**Instructions for the task**. Show every line of the records below that contains the string "honda", copying each line unchanged.

* Start *

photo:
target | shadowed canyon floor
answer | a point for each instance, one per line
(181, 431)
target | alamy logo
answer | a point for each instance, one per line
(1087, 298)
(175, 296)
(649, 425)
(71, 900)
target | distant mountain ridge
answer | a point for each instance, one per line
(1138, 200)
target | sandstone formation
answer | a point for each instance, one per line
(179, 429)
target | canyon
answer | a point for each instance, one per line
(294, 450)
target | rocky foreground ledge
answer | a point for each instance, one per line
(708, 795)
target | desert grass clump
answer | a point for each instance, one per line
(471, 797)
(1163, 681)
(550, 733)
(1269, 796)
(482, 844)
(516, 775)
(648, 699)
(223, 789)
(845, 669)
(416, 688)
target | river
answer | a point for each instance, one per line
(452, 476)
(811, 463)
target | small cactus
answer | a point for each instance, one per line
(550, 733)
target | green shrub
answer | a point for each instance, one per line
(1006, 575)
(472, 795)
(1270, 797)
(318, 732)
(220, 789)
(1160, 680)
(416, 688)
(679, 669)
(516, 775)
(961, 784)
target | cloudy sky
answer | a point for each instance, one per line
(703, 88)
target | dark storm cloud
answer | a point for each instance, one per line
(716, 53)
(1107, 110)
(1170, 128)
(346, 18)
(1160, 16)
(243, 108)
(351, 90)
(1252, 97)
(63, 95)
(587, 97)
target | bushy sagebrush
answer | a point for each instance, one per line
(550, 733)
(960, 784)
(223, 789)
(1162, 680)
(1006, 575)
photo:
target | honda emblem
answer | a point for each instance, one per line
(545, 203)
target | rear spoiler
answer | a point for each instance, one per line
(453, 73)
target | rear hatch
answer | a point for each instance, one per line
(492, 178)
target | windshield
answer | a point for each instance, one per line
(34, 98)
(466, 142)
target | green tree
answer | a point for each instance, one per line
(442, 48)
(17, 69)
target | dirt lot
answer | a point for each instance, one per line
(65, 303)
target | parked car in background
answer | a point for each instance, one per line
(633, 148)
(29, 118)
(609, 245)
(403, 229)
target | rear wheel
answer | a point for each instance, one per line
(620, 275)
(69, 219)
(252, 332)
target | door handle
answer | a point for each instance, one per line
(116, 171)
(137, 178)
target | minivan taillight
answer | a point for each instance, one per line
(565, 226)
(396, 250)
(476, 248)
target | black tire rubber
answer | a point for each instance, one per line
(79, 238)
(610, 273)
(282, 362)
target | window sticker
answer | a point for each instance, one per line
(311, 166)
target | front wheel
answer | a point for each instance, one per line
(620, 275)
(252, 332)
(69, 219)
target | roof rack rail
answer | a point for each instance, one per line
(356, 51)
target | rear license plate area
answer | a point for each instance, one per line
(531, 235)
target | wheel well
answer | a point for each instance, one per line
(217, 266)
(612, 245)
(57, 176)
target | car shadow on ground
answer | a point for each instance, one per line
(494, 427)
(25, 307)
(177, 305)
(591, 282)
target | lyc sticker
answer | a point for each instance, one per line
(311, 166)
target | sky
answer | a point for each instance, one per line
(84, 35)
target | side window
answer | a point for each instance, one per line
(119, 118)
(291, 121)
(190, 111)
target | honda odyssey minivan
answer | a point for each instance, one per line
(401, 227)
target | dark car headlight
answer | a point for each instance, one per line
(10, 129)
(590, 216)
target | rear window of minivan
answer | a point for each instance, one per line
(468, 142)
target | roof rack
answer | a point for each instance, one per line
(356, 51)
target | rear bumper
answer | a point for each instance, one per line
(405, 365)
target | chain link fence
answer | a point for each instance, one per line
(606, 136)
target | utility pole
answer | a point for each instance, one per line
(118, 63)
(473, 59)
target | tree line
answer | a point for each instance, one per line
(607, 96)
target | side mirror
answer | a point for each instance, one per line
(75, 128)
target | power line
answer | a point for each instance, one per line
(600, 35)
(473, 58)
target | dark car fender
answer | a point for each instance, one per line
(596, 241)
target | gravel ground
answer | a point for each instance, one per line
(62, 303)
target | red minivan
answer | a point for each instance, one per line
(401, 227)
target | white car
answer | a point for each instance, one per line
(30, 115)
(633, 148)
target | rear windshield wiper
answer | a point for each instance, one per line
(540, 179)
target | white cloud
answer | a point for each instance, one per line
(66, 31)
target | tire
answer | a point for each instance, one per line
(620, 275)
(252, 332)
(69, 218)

* End *
* Start *

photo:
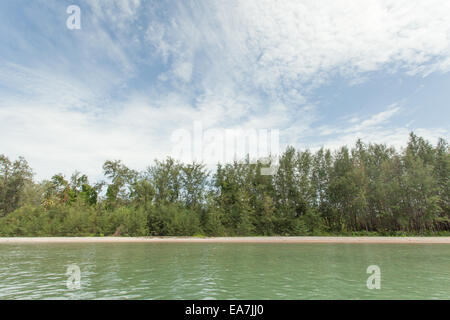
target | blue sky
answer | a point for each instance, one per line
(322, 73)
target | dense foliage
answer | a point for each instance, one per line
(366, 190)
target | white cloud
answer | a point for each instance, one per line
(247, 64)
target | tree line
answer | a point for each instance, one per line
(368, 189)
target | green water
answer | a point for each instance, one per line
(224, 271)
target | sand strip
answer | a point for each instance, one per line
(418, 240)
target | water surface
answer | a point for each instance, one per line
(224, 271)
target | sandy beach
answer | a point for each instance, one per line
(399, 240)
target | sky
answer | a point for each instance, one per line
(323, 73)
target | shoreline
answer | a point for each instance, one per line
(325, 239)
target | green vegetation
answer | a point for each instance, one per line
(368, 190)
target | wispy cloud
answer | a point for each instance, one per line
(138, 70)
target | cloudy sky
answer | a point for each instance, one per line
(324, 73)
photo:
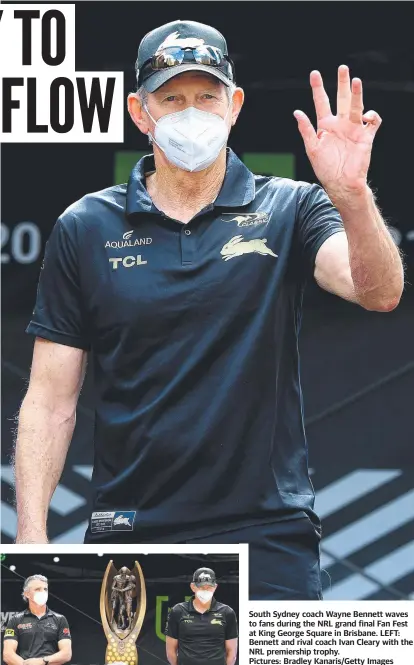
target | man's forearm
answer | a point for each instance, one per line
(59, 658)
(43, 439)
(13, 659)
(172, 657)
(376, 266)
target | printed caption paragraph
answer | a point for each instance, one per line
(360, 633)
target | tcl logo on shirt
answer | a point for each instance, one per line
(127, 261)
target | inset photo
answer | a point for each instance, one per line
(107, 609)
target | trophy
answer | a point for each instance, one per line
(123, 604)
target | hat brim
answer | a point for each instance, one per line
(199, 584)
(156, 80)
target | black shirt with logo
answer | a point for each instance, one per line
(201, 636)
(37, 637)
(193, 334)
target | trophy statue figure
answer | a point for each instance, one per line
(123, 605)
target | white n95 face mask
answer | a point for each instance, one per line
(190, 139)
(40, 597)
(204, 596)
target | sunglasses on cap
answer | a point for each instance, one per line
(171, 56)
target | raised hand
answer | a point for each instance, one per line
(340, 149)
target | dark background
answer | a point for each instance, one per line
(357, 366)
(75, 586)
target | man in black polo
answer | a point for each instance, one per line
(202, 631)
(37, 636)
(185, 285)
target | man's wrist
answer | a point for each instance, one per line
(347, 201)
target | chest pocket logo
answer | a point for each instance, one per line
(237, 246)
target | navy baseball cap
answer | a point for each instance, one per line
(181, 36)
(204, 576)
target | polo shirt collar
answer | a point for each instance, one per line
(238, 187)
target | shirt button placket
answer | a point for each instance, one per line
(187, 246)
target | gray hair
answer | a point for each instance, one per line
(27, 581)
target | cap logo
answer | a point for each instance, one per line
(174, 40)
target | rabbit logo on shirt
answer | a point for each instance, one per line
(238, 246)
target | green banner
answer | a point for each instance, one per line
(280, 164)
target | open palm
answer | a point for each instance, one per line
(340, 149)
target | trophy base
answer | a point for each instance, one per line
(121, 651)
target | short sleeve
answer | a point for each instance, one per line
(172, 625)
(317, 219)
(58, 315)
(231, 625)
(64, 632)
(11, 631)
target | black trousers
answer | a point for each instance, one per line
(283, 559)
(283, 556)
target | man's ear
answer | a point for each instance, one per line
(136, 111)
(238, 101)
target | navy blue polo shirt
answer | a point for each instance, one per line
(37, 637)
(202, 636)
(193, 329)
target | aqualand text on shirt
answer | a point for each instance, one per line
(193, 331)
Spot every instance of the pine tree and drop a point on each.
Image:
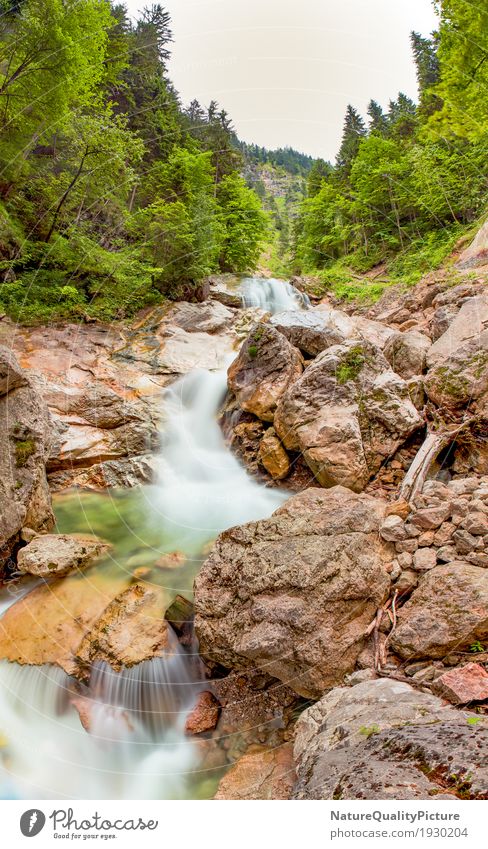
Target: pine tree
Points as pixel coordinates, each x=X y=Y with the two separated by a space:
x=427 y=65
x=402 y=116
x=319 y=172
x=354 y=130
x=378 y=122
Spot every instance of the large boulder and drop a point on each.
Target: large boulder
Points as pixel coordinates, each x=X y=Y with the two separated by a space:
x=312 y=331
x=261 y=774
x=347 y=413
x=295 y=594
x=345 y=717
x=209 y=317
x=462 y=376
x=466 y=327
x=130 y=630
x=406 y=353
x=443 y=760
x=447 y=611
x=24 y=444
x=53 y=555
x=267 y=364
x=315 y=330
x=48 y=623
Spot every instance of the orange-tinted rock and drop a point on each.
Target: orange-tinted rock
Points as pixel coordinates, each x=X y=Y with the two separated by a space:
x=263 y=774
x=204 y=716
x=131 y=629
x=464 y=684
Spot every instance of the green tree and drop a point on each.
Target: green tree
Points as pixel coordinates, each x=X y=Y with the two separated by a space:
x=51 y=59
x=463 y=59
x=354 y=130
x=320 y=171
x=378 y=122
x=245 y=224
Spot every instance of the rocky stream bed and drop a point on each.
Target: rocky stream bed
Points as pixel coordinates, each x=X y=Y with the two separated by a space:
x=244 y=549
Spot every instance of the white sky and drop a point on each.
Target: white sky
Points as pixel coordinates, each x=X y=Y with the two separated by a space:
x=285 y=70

* End *

**The reply**.
target | honda emblem
target | honda odyssey minivan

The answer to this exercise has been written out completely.